Crushing Tech Interviews with the Sliding Window Pattern

I'll be basing the next few blog posts around the topics discussed in https://www.educative.io/courses/grokking-the-coding-interview/. This will be my take on the content covered throughout the course. If you find this at all useful you should go and support them on educative.

Alright, so lets get started.

There are quite a few questions that are asked which require you to work out something among a continuous subarray of a given size.

At the beginning of my grind, I struggled to come up with a brute force solution to such questions. So in this article, I'm going to describe both the brute force solution and also the optimal solution to the following question:

Given an array, find the average of all contiguous subarrays of size ‘K’ in it.

Array: [1, 3, 2, 6, -1, 4, 1, 8, 2], K=5

One way of solving this would be to:

  1. Find the average of the first five numbers [0:6]
  2. Find the average of the next five numbers [1:7]
  3. Find the average of the next five number [2:8]
  4. and so on..

------------------------------------------------------------

» **The tasks**:
1 - From the sliding window article, reproduce the passage from "There are quite" up to and including "size ‘K’ in it.".
2 - In the sliding window article, what array is given in the example?
3 - Extend the sliding window article, picking up right after its final line.

------------------------------------------------------------

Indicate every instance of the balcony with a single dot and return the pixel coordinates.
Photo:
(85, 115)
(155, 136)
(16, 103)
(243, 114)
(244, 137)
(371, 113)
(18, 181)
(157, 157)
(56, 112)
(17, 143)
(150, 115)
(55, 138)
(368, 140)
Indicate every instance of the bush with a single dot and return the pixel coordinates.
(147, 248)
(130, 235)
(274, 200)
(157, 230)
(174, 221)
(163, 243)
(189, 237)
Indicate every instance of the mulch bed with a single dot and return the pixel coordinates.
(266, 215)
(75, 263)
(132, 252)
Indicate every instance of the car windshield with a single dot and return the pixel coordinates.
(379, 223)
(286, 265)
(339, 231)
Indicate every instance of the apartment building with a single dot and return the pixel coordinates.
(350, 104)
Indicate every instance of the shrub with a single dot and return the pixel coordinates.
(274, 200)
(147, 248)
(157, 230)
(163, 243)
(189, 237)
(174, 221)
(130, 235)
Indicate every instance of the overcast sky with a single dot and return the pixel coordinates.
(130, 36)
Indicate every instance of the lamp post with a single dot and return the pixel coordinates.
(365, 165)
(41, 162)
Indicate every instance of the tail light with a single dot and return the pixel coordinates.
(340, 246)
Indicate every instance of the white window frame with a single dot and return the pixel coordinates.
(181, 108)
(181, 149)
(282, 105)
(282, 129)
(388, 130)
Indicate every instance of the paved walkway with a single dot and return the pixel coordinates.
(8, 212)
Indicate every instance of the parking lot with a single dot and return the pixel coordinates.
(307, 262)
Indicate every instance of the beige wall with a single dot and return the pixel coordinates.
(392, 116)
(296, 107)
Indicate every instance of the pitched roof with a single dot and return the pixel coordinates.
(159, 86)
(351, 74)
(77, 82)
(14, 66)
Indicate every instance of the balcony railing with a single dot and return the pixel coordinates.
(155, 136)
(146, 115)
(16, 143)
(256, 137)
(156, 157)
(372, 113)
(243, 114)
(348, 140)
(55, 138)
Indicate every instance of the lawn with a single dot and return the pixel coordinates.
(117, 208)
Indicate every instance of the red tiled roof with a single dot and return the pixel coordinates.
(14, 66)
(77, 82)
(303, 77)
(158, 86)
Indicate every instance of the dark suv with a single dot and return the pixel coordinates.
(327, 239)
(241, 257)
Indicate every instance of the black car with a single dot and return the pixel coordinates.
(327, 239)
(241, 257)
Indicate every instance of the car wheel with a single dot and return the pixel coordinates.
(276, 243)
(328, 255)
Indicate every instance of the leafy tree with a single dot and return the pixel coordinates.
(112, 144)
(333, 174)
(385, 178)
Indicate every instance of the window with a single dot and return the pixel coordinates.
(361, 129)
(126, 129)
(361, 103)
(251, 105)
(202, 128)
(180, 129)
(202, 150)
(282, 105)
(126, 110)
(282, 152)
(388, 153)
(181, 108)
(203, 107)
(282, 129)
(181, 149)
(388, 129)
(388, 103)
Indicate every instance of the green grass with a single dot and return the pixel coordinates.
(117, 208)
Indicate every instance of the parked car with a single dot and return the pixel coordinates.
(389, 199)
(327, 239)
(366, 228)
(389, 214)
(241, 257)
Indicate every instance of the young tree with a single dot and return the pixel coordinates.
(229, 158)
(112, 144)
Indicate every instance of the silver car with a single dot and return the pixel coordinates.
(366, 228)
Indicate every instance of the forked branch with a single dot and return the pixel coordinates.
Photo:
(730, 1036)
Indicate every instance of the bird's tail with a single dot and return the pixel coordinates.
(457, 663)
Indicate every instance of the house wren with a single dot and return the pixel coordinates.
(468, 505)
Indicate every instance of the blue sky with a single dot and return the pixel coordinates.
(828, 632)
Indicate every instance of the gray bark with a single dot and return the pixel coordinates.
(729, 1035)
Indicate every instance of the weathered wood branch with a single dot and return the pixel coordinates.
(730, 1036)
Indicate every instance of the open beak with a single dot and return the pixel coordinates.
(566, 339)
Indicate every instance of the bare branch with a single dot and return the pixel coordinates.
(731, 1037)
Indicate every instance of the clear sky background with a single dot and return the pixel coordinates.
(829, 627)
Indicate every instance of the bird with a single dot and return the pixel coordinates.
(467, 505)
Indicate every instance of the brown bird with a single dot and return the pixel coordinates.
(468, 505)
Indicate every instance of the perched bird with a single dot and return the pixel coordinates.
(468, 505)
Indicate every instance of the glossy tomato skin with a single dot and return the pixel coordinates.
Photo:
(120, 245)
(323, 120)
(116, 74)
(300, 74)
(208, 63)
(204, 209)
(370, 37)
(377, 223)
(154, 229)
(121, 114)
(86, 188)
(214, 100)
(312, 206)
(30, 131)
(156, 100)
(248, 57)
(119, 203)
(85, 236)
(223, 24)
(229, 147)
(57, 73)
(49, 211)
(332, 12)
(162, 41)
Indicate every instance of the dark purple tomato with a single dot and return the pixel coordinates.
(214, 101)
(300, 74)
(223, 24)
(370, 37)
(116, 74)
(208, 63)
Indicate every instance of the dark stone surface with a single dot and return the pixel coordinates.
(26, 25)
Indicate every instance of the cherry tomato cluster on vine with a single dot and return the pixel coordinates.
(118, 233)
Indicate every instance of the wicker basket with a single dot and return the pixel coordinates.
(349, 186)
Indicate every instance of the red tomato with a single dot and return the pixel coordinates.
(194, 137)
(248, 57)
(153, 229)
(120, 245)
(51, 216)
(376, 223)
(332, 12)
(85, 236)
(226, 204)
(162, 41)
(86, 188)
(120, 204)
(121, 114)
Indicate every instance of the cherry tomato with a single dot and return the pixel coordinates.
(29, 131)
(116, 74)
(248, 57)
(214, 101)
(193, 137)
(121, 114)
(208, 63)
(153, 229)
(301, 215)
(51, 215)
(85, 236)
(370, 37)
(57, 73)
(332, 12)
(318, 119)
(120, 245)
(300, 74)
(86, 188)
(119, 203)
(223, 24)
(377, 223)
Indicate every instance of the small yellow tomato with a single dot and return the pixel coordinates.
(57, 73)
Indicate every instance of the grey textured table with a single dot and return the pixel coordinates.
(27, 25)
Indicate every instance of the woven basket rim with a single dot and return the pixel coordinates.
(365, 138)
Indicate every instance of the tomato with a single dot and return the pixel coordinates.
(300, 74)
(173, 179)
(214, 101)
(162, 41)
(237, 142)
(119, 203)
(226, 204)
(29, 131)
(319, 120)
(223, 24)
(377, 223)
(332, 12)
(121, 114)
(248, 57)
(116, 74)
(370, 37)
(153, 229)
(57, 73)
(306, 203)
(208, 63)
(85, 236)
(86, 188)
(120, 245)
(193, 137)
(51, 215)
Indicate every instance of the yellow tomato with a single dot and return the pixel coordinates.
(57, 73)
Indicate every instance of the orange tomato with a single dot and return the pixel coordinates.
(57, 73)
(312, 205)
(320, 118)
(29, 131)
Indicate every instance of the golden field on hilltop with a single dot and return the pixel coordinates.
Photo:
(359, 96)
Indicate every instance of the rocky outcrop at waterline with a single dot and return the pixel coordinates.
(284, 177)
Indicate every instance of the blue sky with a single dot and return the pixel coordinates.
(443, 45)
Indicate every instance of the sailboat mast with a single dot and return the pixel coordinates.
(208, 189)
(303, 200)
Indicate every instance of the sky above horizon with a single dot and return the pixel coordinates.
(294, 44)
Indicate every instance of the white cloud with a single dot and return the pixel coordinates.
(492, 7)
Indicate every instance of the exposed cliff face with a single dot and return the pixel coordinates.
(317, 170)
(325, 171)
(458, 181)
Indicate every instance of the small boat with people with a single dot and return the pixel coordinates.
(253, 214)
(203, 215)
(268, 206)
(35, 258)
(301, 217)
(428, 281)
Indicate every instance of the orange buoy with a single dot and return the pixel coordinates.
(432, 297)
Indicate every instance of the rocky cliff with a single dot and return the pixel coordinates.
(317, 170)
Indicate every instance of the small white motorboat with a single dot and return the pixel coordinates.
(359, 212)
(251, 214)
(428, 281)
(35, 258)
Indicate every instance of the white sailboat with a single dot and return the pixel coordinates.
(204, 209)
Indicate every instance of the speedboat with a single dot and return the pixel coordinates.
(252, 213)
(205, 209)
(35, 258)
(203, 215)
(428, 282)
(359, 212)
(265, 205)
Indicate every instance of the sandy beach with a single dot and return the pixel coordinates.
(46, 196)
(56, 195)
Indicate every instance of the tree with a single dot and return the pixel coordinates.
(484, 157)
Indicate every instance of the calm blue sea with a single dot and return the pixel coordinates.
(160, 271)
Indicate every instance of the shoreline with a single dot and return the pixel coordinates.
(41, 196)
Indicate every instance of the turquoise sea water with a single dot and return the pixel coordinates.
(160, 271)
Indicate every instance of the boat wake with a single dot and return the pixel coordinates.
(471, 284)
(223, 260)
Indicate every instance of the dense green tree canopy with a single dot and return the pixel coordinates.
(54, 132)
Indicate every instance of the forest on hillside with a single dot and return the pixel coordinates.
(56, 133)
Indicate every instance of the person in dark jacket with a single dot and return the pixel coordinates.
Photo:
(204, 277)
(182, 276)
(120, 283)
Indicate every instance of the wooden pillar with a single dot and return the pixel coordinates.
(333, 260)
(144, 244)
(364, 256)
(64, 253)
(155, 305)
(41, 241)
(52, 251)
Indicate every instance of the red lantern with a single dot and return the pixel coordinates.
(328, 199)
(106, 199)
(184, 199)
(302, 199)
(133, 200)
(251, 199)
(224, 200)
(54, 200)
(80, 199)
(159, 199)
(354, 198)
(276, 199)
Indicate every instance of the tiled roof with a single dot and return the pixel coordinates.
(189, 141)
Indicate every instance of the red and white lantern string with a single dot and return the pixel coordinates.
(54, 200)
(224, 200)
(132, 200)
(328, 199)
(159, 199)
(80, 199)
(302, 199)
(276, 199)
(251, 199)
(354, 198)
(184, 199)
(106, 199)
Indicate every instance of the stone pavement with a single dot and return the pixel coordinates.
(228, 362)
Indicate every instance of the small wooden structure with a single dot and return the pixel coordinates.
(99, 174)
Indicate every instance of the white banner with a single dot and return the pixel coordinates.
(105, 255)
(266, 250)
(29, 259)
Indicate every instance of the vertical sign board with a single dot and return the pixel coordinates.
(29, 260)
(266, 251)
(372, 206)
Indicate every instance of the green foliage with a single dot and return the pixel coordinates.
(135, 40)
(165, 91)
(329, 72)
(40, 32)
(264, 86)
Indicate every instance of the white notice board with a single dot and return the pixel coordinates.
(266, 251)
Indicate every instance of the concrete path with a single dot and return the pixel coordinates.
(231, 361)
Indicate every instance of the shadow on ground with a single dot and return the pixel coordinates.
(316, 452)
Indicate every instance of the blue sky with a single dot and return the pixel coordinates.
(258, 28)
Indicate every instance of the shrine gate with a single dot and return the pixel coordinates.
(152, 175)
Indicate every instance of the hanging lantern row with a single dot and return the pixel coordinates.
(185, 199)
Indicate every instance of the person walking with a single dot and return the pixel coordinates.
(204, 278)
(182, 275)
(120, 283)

------------------------------------------------------------

» **Task responses**:
1 -
There are quite a few questions that are asked which require you to work out something among a continuous subarray of a given size.

At the beginning of my grind, I struggled to come up with a brute force solution to such questions. So in this article, I'm going to describe both the brute force solution and also the optimal solution to the following question:

Given an array, find the average of all contiguous subarrays of size ‘K’ in it.

2 - [1, 3, 2, 6, -1, 4, 1, 8, 2]

3 -
1.png

The code for this would look something like:

def find_subarray_averages_of_size_k(k: int, arr: List[float]) -> List[float]:
    result = []

    for i in range(len(arr) - k + 1):
        subarr_sum = 0
        for j in range(i, i + k):
            subarr_sum += arr[j]

        result.append(subarr_sum / k)

    return result

So what's the time complexity for something like this? I'd suggest you try working this out yourself.

Time complexity: O(N * k)

Explanation: We're looping through N - k +1 elements in the input array and for each element we're looping through K elements to add up the sums.

Spoiler: We can do better using the sliding window approach!

The first question to ask ourselves is: Where is the inefficiencies?

Well, if you look at each one of the steps where we're calculating the averages, you can see that most of the elements that we're using are the same! The only differences are at the beginning and the end of subarray. (Or if you prefer Linked List terminology, the head and the tail)

Here's a visual representation of the differences and similarities between step 1 and step 2:

2.png

As you can see, all the elements in blue are the same. The differences are circled in red.

Let's bring in the sliding window.

Essentially, you need to visualise a sliding window of k elements which slides over one element at each iteration. What I mean by 'slides over' is that we remove an element from the beginning of the sliding window, and we add an element at the end of the sliding window.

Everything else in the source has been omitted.